═══ TEXT FOR ANALYSIS ═══

Acquiring the clothes necessary to escape my prepubescent ineptitude was going to take some doing.

Money was always tight in my house unless it came to alcohol. There always seemed to be budget enough for beer. I knew that asking my mom to buy me anything legit was a lost cause.
Mom would always use gifts as a way to get back later. She gave to get. She was like the mob. She was the momster. I couldn't even imagine what I'd have to do to get designer jeans.
Despite the hopelessness of the situation, I gave it my all. At 13 giving it my all meant crying. Heck, at 33 giving it my all means crying. This is what happens when you're raised by women. That, and well coiffed bikini lines. See me in July.

I cried. I am a loser. I'm not popular. I need Guess jeans. People don't like me. Guess jeans will make people like me. Claudia Schiffer will like me. All of my problems will be solved by a pair of overpriced denim!!! Once these Guess jeans are on, no one will notice my retainer, my big nose, my distance from puberty, my squeaky voice or my own hand prints on my Hypercolor shirt.
BUY ME GUESS JEANS!

═══ GIVEN RECORDS ═══

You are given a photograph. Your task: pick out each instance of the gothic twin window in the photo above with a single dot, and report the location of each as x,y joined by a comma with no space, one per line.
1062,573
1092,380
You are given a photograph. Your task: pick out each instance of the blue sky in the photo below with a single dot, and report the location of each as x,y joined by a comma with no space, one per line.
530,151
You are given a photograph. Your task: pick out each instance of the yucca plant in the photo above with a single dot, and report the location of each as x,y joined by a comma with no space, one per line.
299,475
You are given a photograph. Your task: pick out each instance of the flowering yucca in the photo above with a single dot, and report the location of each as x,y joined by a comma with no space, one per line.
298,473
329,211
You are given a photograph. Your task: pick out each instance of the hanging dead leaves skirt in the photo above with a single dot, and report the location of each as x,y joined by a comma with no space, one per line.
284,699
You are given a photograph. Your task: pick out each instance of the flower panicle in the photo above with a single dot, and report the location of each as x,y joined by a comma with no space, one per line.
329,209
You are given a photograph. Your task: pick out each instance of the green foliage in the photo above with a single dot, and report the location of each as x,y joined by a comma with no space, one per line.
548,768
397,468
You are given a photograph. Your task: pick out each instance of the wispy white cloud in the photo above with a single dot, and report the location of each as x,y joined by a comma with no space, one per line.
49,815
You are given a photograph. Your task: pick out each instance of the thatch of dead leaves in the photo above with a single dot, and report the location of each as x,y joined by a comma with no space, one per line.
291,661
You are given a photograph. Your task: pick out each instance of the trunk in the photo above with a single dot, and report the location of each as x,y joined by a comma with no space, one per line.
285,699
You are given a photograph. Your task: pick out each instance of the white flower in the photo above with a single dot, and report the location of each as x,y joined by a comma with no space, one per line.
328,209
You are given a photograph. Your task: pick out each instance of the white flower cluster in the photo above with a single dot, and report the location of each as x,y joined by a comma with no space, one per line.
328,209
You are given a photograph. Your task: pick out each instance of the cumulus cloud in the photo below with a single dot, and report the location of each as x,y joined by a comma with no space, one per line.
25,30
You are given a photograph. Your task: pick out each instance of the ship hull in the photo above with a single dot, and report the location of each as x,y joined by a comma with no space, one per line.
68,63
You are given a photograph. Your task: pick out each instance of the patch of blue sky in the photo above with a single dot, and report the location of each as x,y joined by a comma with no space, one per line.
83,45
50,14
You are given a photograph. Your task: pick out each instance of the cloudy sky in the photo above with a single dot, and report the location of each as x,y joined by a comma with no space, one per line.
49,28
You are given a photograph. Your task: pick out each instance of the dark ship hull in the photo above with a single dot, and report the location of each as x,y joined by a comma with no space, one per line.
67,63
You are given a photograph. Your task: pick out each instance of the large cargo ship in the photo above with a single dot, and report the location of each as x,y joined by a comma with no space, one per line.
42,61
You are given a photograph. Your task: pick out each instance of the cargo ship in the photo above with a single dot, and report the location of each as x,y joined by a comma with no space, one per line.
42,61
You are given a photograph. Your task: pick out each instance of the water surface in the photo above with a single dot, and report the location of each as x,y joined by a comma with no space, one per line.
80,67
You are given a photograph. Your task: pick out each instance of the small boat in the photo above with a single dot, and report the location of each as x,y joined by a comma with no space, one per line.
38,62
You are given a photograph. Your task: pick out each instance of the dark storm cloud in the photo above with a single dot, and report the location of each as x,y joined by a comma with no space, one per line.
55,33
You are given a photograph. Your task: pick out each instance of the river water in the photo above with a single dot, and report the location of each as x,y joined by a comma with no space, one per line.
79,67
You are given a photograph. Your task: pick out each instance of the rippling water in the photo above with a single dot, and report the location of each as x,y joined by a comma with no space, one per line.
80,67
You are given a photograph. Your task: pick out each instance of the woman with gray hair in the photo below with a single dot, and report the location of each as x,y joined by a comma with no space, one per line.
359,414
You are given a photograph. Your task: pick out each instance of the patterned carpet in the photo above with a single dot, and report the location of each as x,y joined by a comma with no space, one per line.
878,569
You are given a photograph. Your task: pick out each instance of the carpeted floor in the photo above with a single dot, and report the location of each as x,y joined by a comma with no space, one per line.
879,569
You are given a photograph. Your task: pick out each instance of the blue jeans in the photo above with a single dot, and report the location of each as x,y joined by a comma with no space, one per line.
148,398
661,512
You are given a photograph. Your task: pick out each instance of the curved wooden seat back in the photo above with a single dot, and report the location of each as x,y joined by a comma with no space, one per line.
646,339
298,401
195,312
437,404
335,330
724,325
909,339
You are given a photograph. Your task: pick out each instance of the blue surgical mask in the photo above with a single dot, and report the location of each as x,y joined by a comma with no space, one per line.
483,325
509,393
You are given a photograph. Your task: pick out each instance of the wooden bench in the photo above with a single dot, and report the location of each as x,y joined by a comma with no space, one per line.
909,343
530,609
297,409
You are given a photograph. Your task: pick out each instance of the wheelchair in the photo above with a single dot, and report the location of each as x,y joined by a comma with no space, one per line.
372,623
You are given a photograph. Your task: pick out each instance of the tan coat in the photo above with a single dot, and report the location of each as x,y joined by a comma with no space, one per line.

═══

• LIST OF TASKS:
**1)** Summarize the Guess jeans passage in two sentences.
**2)** Answer these questions from the Guess jeans passage, one answer per line:
(a) What did there always seem to be budget enough for?
(b) At what age did giving it all mean crying?
(c) On what brand of shirt were the narrator's hand prints?
**3)** Please set down the part of the Guess jeans passage starting with "Despite the hopelessness" and going on through "ME GUESS JEANS!".

• EXPECTED RESPONSES:
**1)** Money was tight in the narrator's home except for beer, and the narrator's mom used gifts as a way to get something back later, so getting designer jeans seemed hopeless. Still, at 13 the narrator gave it everything by crying and insisting that Guess jeans would make people like the narrator and hide flaws such as a retainer, a big nose and a squeaky voice.

**2)**
(a) Beer
(b) 13
(c) Hypercolor

**3)**
Despite the hopelessness of the situation, I gave it my all. At 13 giving it my all meant crying. Heck, at 33 giving it my all means crying. This is what happens when you're raised by women. That, and well coiffed bikini lines. See me in July.

I cried. I am a loser. I'm not popular. I need Guess jeans. People don't like me. Guess jeans will make people like me. Claudia Schiffer will like me. All of my problems will be solved by a pair of overpriced denim!!! Once these Guess jeans are on, no one will notice my retainer, my big nose, my distance from puberty, my squeaky voice or my own hand prints on my Hypercolor shirt.
BUY ME GUESS JEANS!